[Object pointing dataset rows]
-=-=-=-=-

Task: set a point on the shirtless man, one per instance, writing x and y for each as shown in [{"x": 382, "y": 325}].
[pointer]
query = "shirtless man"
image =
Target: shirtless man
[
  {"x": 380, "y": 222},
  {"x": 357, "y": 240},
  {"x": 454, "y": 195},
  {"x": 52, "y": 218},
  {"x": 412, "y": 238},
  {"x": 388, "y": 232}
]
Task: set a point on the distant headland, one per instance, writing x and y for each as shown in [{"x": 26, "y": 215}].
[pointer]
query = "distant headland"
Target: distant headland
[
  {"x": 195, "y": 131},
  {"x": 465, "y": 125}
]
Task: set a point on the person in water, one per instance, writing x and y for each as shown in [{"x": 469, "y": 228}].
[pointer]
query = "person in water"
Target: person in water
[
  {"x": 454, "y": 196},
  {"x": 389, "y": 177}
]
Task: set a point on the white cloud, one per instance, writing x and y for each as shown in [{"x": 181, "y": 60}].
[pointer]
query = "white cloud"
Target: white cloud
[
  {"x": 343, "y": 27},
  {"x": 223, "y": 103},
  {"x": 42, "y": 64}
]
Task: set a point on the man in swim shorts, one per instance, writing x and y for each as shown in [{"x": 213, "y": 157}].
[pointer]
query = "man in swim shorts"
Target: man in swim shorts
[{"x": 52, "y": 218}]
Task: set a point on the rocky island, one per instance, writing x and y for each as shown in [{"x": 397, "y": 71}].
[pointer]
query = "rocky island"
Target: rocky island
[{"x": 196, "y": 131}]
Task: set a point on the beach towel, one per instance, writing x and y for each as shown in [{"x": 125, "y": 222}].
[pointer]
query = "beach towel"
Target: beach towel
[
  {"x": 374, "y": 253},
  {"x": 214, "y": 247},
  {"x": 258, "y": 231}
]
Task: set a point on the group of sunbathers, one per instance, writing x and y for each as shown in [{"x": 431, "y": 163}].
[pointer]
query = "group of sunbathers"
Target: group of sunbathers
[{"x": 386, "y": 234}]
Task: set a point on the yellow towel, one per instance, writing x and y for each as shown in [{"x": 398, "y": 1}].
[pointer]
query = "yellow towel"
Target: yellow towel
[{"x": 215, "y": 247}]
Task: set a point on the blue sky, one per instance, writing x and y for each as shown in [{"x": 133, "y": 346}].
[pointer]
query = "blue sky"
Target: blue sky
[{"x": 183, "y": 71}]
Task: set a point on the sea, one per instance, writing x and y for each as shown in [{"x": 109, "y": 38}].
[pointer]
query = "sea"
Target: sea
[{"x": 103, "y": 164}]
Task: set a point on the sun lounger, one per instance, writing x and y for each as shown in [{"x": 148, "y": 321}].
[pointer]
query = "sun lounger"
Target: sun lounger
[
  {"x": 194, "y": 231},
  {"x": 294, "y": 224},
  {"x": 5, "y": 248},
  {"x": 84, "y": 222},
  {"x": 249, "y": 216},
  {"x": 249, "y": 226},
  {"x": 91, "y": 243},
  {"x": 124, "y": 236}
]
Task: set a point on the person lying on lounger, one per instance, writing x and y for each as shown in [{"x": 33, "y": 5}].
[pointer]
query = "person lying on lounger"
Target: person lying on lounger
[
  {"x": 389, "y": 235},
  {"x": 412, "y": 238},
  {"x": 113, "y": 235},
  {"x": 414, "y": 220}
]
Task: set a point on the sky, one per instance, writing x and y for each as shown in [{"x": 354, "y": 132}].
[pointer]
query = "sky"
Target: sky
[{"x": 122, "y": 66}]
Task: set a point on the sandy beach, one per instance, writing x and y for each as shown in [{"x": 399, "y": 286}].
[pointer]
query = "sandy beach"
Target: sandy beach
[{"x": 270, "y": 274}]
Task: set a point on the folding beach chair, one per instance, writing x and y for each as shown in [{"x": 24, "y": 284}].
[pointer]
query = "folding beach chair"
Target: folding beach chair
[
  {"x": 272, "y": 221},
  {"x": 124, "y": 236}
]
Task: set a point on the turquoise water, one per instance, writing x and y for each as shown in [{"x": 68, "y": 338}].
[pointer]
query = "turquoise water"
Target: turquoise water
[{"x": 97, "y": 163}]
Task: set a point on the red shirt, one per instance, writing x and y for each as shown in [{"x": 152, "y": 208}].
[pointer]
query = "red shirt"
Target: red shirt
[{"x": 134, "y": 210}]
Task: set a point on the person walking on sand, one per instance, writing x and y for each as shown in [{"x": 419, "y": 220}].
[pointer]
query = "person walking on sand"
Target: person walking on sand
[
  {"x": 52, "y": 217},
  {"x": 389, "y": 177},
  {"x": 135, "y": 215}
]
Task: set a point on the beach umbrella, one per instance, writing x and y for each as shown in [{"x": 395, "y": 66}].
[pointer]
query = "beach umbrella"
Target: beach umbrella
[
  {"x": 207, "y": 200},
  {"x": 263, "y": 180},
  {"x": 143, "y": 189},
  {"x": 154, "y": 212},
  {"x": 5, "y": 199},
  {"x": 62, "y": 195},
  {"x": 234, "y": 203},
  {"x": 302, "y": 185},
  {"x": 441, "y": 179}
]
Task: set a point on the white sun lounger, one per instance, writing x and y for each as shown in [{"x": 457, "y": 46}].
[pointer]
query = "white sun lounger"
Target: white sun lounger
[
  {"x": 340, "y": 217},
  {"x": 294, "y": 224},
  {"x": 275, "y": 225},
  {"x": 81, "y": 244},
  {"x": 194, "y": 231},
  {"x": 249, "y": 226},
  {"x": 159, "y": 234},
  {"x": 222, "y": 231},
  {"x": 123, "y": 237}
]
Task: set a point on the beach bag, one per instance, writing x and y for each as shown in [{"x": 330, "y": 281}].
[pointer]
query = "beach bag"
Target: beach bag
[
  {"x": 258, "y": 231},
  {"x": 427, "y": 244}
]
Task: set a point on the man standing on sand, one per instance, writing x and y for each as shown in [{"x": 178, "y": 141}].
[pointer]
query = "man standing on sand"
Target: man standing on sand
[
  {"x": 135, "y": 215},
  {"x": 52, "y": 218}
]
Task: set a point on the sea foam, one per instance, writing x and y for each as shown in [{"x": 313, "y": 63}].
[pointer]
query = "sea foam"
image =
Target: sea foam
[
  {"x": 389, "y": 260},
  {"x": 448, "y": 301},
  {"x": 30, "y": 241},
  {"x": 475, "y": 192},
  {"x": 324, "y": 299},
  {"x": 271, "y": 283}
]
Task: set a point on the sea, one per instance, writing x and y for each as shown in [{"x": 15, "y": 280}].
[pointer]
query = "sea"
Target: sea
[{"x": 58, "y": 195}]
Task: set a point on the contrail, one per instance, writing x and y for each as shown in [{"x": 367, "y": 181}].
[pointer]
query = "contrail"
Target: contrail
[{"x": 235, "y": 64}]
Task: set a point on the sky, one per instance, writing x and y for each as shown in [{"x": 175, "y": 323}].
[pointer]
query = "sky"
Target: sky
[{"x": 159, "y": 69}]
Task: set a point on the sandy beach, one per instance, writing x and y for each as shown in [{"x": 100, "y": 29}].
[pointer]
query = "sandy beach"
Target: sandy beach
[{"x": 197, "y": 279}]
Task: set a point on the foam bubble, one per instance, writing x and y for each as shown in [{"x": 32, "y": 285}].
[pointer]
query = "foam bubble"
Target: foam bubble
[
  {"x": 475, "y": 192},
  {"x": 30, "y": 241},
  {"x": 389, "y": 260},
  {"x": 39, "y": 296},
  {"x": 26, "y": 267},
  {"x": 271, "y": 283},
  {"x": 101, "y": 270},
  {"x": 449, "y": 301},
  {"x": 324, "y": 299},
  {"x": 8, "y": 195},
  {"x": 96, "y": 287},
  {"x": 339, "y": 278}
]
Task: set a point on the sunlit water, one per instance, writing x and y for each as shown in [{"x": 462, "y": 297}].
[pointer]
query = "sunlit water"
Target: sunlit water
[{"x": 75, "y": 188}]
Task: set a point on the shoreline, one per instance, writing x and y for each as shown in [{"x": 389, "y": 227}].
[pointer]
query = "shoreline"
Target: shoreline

-=-=-=-=-

### SET PROBLEM
Repeat only the lines from the one holding "Task: set a point on the contrail, one" through the last line of the data.

### OUTPUT OF THE EXERCISE
Task: set a point on the contrail, one per instance, writing x and y for each as shown in [{"x": 367, "y": 181}].
[pointer]
query = "contrail"
Target: contrail
[{"x": 235, "y": 64}]
Task: set a point on the sky, one per instance, writing x and y for each as shown in [{"x": 175, "y": 323}].
[pointer]
query = "sky"
Target: sky
[{"x": 159, "y": 69}]
Task: set a point on the sandy beach, one per instance, writing x and y for each as shown in [{"x": 100, "y": 29}].
[pointer]
query = "sandy beach"
Target: sandy beach
[{"x": 197, "y": 279}]
Task: set a point on the foam bubble, one per instance, writing x and y for each as shown in [{"x": 32, "y": 285}].
[pointer]
query = "foam bubble"
Target: foam bubble
[
  {"x": 475, "y": 192},
  {"x": 30, "y": 241},
  {"x": 389, "y": 260},
  {"x": 39, "y": 296},
  {"x": 26, "y": 267},
  {"x": 271, "y": 283},
  {"x": 101, "y": 270},
  {"x": 449, "y": 301},
  {"x": 324, "y": 299},
  {"x": 8, "y": 195},
  {"x": 96, "y": 287},
  {"x": 339, "y": 278}
]
Task: set a point on the sunlit water, one per instance, writing x and y for each as shown in [{"x": 462, "y": 297}].
[pointer]
query = "sunlit water"
Target: sunlit water
[{"x": 75, "y": 188}]
Task: set a point on the shoreline, one per instance, writing x and y for each as shown in [{"x": 389, "y": 227}].
[pointer]
query = "shoreline"
Target: shoreline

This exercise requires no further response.